** START Data lines **
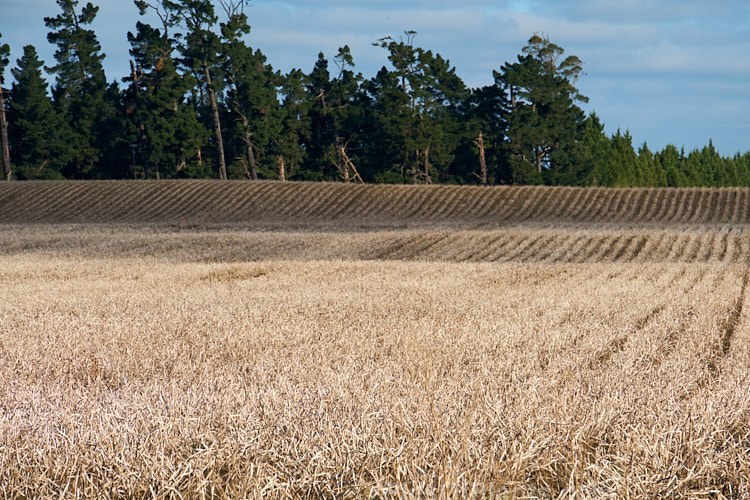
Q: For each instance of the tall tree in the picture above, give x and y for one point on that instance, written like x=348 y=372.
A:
x=289 y=145
x=543 y=118
x=4 y=55
x=332 y=117
x=432 y=93
x=80 y=90
x=252 y=95
x=164 y=126
x=41 y=139
x=200 y=47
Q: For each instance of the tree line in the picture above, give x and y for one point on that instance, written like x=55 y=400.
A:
x=199 y=102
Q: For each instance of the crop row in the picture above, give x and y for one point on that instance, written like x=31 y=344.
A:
x=230 y=202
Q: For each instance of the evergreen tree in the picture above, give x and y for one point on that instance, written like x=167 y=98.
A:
x=4 y=144
x=484 y=112
x=40 y=137
x=252 y=97
x=288 y=146
x=432 y=95
x=160 y=122
x=200 y=49
x=334 y=121
x=543 y=119
x=80 y=91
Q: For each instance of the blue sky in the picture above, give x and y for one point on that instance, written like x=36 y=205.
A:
x=670 y=71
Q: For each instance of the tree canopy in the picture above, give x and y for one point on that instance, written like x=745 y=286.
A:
x=200 y=101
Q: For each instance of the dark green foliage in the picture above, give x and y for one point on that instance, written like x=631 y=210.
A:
x=160 y=124
x=80 y=91
x=40 y=137
x=200 y=102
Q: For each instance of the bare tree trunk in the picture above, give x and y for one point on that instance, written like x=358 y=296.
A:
x=347 y=164
x=217 y=125
x=250 y=156
x=280 y=163
x=427 y=166
x=142 y=140
x=482 y=162
x=7 y=172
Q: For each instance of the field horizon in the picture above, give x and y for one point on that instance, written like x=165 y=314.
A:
x=199 y=339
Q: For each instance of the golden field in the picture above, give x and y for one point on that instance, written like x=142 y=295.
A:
x=455 y=352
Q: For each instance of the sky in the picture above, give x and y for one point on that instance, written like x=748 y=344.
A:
x=668 y=71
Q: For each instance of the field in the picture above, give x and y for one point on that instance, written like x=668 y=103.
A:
x=229 y=340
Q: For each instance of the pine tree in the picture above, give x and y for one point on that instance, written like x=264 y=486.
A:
x=161 y=123
x=39 y=135
x=4 y=143
x=429 y=106
x=289 y=144
x=80 y=91
x=543 y=118
x=200 y=48
x=252 y=96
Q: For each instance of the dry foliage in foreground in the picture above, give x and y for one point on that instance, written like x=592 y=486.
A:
x=130 y=377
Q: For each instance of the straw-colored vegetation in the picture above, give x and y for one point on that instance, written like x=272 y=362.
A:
x=363 y=359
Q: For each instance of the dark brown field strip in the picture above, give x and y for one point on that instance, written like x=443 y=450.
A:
x=237 y=201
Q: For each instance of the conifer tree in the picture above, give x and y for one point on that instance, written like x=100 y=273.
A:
x=80 y=90
x=164 y=126
x=543 y=118
x=295 y=124
x=39 y=135
x=252 y=96
x=432 y=93
x=200 y=48
x=4 y=145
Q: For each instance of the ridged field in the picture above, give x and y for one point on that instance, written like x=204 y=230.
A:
x=211 y=221
x=203 y=339
x=246 y=202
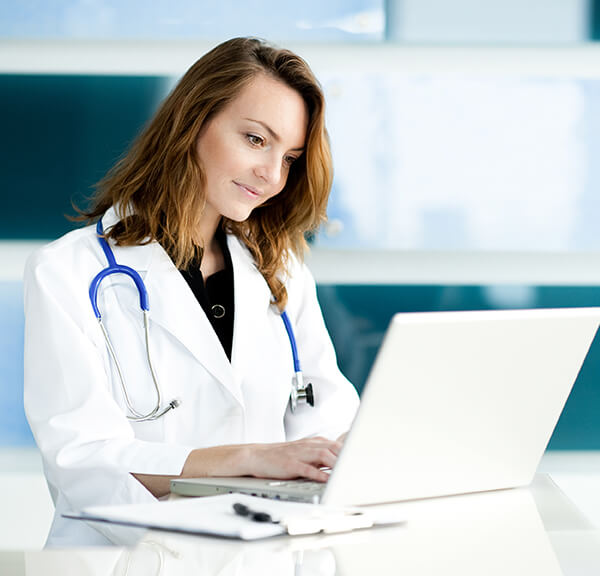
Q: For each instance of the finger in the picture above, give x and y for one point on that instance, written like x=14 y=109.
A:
x=334 y=445
x=312 y=473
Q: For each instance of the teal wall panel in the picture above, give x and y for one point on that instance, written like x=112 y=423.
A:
x=60 y=136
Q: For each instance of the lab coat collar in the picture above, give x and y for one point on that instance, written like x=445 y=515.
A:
x=174 y=306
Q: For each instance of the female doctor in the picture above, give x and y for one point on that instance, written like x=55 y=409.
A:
x=206 y=216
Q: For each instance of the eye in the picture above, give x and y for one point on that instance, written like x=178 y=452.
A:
x=255 y=140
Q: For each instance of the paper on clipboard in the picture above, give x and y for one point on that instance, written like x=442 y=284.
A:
x=214 y=515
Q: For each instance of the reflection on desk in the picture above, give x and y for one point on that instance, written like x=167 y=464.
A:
x=509 y=532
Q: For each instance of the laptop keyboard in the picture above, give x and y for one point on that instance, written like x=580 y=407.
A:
x=309 y=486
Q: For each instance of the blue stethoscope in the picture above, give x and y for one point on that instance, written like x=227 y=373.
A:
x=300 y=393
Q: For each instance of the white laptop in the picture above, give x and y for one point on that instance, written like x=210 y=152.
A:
x=456 y=402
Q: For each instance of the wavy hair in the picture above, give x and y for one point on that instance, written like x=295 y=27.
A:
x=157 y=187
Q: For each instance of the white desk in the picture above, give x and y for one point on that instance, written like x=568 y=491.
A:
x=534 y=531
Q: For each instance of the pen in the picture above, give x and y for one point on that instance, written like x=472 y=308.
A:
x=243 y=510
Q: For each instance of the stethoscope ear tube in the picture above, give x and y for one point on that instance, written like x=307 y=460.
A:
x=114 y=268
x=299 y=394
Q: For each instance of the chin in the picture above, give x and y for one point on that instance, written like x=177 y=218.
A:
x=238 y=215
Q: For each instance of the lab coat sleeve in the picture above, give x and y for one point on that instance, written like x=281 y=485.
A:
x=88 y=446
x=336 y=399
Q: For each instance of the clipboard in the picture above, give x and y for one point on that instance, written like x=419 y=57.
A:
x=215 y=516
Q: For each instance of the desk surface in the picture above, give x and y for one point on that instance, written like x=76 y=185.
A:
x=530 y=531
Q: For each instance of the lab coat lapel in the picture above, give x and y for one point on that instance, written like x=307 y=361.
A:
x=252 y=300
x=174 y=307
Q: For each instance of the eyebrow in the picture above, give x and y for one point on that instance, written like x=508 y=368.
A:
x=272 y=133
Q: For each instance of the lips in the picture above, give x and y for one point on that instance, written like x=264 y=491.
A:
x=248 y=190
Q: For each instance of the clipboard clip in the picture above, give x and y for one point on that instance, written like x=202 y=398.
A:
x=328 y=521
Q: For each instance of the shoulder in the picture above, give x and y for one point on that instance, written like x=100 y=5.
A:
x=65 y=253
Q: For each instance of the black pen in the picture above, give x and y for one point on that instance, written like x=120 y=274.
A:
x=243 y=510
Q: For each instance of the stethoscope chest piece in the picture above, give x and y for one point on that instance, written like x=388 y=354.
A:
x=301 y=394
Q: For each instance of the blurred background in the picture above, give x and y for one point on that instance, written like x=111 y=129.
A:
x=465 y=136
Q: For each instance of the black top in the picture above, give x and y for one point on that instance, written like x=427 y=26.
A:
x=215 y=294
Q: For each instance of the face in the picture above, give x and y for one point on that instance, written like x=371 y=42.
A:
x=246 y=150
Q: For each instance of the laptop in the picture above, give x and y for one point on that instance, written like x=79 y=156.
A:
x=456 y=402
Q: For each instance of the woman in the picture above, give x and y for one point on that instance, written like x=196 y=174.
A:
x=210 y=207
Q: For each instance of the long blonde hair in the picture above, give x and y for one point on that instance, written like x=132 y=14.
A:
x=157 y=187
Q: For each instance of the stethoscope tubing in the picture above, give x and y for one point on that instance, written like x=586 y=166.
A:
x=299 y=391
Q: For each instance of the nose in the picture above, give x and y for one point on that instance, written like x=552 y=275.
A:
x=270 y=169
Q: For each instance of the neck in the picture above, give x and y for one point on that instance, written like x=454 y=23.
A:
x=212 y=255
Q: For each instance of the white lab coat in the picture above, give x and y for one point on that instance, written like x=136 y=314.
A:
x=73 y=398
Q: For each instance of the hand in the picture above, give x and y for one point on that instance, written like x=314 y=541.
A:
x=300 y=459
x=342 y=437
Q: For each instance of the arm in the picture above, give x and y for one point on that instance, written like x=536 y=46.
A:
x=285 y=460
x=336 y=399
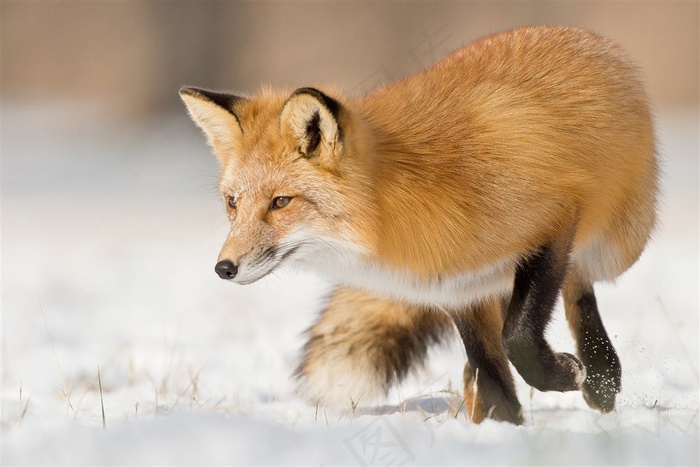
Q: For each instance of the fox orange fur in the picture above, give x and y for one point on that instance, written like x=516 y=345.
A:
x=468 y=195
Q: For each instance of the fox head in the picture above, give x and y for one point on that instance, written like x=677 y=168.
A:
x=287 y=181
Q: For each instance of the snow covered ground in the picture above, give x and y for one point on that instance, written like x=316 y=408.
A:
x=110 y=234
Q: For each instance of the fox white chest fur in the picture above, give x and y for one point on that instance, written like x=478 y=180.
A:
x=344 y=264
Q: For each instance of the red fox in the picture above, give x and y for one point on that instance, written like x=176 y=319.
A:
x=468 y=195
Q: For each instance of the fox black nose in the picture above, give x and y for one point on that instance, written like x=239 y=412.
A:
x=226 y=269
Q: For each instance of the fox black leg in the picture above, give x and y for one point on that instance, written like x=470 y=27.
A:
x=489 y=390
x=538 y=279
x=603 y=370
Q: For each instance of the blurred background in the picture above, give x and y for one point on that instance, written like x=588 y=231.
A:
x=111 y=222
x=131 y=57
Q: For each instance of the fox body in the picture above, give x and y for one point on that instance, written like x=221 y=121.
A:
x=470 y=194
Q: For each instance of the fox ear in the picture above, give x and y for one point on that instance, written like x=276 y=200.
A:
x=214 y=112
x=310 y=120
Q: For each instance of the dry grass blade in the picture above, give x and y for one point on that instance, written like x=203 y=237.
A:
x=58 y=365
x=102 y=402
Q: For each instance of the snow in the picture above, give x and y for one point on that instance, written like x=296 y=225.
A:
x=110 y=235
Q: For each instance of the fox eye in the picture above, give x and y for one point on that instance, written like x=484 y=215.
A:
x=280 y=202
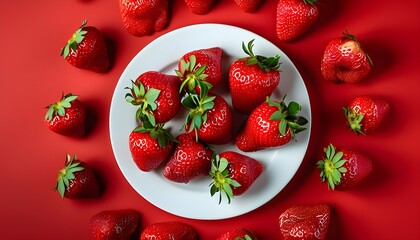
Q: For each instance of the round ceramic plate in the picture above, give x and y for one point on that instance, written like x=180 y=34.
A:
x=193 y=200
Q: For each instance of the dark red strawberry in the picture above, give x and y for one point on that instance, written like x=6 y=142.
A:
x=86 y=49
x=77 y=180
x=190 y=160
x=309 y=222
x=343 y=168
x=169 y=231
x=141 y=18
x=272 y=124
x=252 y=79
x=295 y=17
x=67 y=116
x=233 y=174
x=365 y=114
x=114 y=225
x=344 y=60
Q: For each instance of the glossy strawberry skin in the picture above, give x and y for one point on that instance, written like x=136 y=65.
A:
x=294 y=18
x=169 y=231
x=190 y=160
x=309 y=222
x=113 y=224
x=142 y=18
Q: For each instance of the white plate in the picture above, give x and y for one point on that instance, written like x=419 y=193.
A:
x=193 y=200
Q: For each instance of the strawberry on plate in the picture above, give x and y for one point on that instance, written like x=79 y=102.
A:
x=233 y=174
x=343 y=168
x=305 y=222
x=118 y=224
x=87 y=49
x=252 y=79
x=365 y=114
x=67 y=116
x=77 y=180
x=344 y=60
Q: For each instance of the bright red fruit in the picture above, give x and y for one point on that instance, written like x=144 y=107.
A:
x=67 y=116
x=189 y=161
x=86 y=49
x=295 y=17
x=365 y=114
x=272 y=124
x=113 y=225
x=141 y=18
x=233 y=174
x=252 y=79
x=343 y=168
x=169 y=231
x=344 y=60
x=77 y=180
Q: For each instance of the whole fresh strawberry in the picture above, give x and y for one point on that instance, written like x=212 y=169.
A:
x=309 y=222
x=343 y=168
x=156 y=95
x=365 y=114
x=190 y=160
x=272 y=124
x=113 y=225
x=141 y=18
x=77 y=180
x=171 y=230
x=233 y=174
x=67 y=116
x=344 y=60
x=295 y=17
x=86 y=49
x=252 y=79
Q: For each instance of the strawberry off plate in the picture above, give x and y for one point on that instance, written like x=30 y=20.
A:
x=193 y=200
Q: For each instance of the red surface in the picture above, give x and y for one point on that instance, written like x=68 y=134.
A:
x=32 y=74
** END Data lines **
Write the lines as a numbered list, starting with the line that contains "Q: For each instance of the lab coat sleeve" and going on through the line that contains "x=530 y=531". Leave out any blank lines.

Task response »
1. Q: For each instance of the lab coat sleeve in the picture above, give x and y for one point on that instance, written like x=281 y=485.
2. A:
3. x=88 y=446
4. x=336 y=399
5. Q: For each instance of the clipboard in the picture above, give x and y for one point on that instance, written like x=419 y=57.
6. A:
7. x=215 y=516
8. Q: For each instance of the desk surface in the picture above, give x and y for one point on that instance, written like x=76 y=185.
9. A:
10. x=530 y=531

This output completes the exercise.